DOCUMENT SECTION >>
"""

Thought Leaders

Is Agile The Vaccine For The Legacy Pandemic?


It’s long been touted that agile is the cure for legacy technology. But in the real world, agile doesn’t fix everything.

Agile is perfect for complex situations that require innovation to solve complex problems. However, for the likes of regulatory compliance roadmaps, where there are fixed deadlines to be met and services need to be delivered on time, agile isn’t an advantage. It is not the vaccine for every scenario.

There are very few places to hide with agile projects, so for businesses to make it work, they must have a clear understanding of what it exactly means, why they need – or even want it – and the pitfalls to avoid when beginning their journey.

How to ensure agile is done well

To successfully adopt agile, the first port of call must be to make customers co-designers of every aspect of the development process. Even if that means the entire project needs to change direction at various times based on customer feedback. This will ensure the right solution is being built for customers, first time round, so they can grow and meet their goals today, and tomorrow.

People should always come before processes when implementing agile, as it is the people who respond to business and customer needs. Take communication for example. With people, communication is fluid and happens when a need arises, whereas in processes, communication is scheduled and requires specific content. When it comes to developing desktop products in a traditional way, businesses might deliver code twice a year.

When agile is implemented properly, code is published multiple times a day. This requires processes to ensure it is almost automatic, but more importantly it requires having the right people in the right roles to drive that speed while maintaining accuracy.

When done properly, documentation is also significantly reduced. Being innovative in real-time, rather than strictly structured, keeps the focus on understanding exactly what the customer wants. Businesses can then work with them to iterate and develop that exact thing.

"""

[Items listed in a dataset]
"""

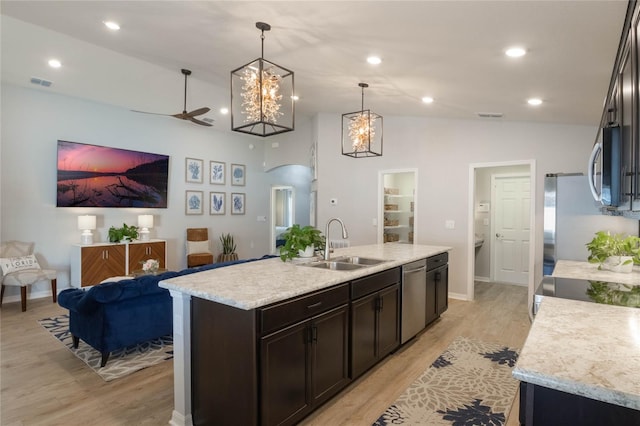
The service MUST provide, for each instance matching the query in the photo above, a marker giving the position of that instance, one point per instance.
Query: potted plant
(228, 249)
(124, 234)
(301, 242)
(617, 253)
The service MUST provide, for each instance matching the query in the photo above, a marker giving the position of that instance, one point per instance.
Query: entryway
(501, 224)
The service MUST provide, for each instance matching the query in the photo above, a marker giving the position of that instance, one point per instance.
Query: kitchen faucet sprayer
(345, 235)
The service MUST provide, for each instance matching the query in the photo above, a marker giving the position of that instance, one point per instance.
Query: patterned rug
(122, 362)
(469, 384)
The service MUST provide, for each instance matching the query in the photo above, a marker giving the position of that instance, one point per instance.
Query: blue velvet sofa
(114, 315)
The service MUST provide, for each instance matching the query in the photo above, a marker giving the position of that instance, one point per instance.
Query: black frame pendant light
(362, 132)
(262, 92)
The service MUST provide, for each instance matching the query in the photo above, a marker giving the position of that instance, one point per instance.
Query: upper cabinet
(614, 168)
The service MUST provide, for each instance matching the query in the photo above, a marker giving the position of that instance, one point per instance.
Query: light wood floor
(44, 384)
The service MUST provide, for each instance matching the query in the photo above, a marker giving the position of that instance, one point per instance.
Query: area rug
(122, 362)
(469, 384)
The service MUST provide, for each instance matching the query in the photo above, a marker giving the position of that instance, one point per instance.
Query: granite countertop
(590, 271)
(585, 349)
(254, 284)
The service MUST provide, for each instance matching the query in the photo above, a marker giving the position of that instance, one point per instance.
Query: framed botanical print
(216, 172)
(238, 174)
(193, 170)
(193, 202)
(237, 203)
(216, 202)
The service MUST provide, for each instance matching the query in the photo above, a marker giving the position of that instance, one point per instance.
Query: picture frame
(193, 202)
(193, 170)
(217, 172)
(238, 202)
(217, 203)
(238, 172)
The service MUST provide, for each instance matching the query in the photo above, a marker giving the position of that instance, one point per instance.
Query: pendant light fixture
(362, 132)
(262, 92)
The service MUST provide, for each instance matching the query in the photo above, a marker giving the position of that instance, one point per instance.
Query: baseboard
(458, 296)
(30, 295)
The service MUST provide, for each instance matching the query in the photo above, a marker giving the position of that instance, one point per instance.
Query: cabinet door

"""

REQUIRED TASKS >>
(a) Reproduce the agile article starting at "Agile is perfect" and ending at "beginning their journey.", replacing "fixed deadlines" with "firm deadlines".
(b) Turn the paragraph of the agile article that begins "People should always come before processes" into a short bulleted list that keeps its main facts.
(c) Summarize the agile article in two sentences.
This material is separate from the agile article.

RESULTS OF THE TASKS >>
(a)
Agile is perfect for complex situations that require innovation to solve complex problems. However, for the likes of regulatory compliance roadmaps, where there are firm deadlines to be met and services need to be delivered on time, agile isn’t an advantage. It is not the vaccine for every scenario.

There are very few places to hide with agile projects, so for businesses to make it work, they must have a clear understanding of what it exactly means, why they need – or even want it – and the pitfalls to avoid when beginning their journey.

(b)
- People should come before processes when implementing agile, because people respond to business and customer needs.
- Communication shows the difference. With people it is fluid and happens when a need arises. In processes it is scheduled and requires specific content.
- Businesses that develop desktop products in a traditional way might deliver code twice a year.

(c) Agile suits complex situations that need innovation, but it is no advantage for work with fixed deadlines such as regulatory compliance roadmaps, so businesses must understand what it means, why they need it and which pitfalls to avoid. Doing it well means making customers co-designers, putting people before processes, publishing code multiple times a day and significantly reducing documentation.